**SOURCE EXTRACT**:
····················

DYNM 6580 Fundamentals of Sustainability

This course is designed to provide an introduction to sustainability concepts and challenges through the lens of the world's most significant framework to address them: the United Nations' Sustainable Development Goals (UN-SDGs). The UN-SDGs serve as a blueprint for addressing the world's most critical social and environmental challenges, calling for urgent collaboration and change to reset the world on a path that operates within planetary boundaries and promotes global prosperity and security. This course will explore extraordinarily significant threats to the way of life of future generations--such as climate change, ecosystem degradation, health and nutrition, pollution, and resource depletion---with specific attention to sustainability challenges and solutions involving food, water, energy, oceans, waste, plastics, biodiversity loss, and urbanization. Further, the course will include focus on the importance of transitioning from linear to circular systems and maximizing life cycle resource utilization. Case studies of scalable sustainability practices and organizational leadership for sustainability will be reviewed with additional input from global thought leaders. Course permits for students outside of the DYNM, MES, or MSAG programs: please include a brief job description in your permissions request.

····················

**DATASET EXCERPTS**:

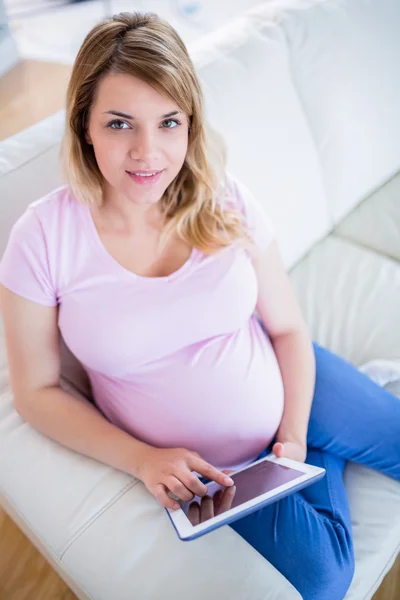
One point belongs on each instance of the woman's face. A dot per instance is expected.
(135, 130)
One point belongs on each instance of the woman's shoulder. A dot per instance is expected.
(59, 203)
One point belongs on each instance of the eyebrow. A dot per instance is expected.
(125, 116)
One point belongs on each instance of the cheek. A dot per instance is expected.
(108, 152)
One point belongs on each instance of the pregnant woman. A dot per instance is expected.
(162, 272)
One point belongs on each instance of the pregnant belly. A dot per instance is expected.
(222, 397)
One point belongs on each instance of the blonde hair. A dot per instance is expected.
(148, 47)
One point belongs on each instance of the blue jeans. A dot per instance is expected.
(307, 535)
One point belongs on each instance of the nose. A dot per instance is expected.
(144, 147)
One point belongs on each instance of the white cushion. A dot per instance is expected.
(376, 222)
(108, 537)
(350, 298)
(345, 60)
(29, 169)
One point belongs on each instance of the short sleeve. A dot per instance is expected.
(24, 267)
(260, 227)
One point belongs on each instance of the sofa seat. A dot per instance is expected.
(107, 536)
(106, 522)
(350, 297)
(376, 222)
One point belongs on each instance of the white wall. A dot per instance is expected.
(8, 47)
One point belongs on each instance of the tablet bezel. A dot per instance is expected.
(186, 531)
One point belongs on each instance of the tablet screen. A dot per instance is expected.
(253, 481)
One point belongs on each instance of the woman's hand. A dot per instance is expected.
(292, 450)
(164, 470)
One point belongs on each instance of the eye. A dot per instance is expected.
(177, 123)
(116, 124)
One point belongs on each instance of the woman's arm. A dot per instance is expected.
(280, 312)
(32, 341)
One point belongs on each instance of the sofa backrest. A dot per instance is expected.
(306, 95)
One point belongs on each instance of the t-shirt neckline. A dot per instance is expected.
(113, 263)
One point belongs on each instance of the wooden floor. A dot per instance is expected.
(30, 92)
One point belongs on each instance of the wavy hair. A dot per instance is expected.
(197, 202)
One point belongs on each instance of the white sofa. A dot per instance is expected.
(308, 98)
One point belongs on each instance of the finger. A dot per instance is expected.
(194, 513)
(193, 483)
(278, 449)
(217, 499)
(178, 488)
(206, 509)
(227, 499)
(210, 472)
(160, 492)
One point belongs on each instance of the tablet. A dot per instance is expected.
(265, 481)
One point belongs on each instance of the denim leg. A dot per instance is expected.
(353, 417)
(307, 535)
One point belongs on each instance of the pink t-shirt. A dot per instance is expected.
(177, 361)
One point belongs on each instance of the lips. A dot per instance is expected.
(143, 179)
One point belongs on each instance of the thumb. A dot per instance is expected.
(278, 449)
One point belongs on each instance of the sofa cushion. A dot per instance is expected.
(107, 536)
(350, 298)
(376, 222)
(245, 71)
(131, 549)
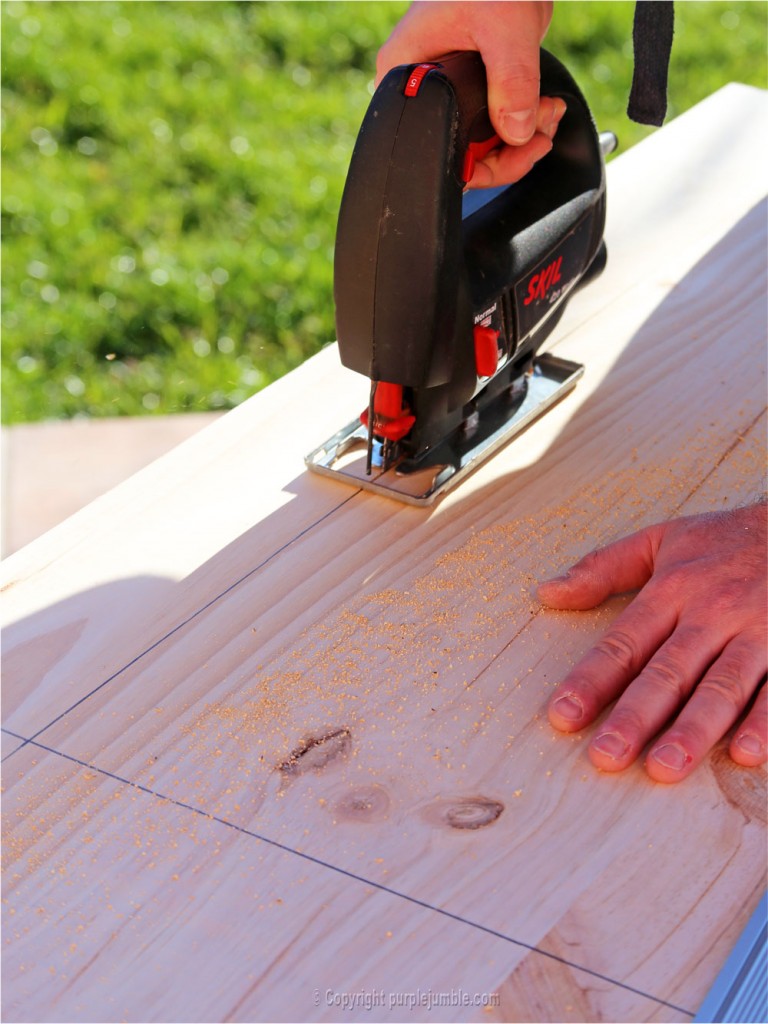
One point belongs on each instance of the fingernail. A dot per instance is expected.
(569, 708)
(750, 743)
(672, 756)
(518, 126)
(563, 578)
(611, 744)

····················

**DIRECTIVES**:
(a) The course description names several threats to the way of life of future generations. List each of them.
(b) Write a continuation of the sustainability course description, starting right after its final sentence.

**THE ANSWERS**:
(a) climate change, ecosystem degradation, health and nutrition, pollution, resource depletion

(b)
Fall or Spring

1 Course Unit

DYNM 6590 Becoming an Agile and Creative Leader

This course offers an environment and experiences to learn, practice and develop a creative leadership profile. Classes will be highly experiential leveraging experiential learning through the arts. Art and creativity offer a rich experiential learning opportunity to develop skills that are needed for the mental and emotional agility necessary to cultivate creativity. Creativity is an innate capacity of every human being, meaning that it can be “unleashed” or learned to a certain degree. Creativity can be shadowed by intrinsic (intolerance of uncertainty, an ideal of perfection or excellence, etc.) and extrinsic conditions (lack of time or other resources, unsupportive environment, etc.). This course focuses mainly on developing the intrinsic skills that facilitate creativity in individuals. It also helps identify the extrinsic conditions that support creativity. This course builds on existing research and literature as well as in the experience of the instructor implementing art and creativity in Penn Organizational Dynamics and Visual Studies courses as well as in other business settings. This course is ideal for working professionals seeking a space to delve into the complexity of creative leadership. Non-DYNM students: please include a brief job description in your permissions request.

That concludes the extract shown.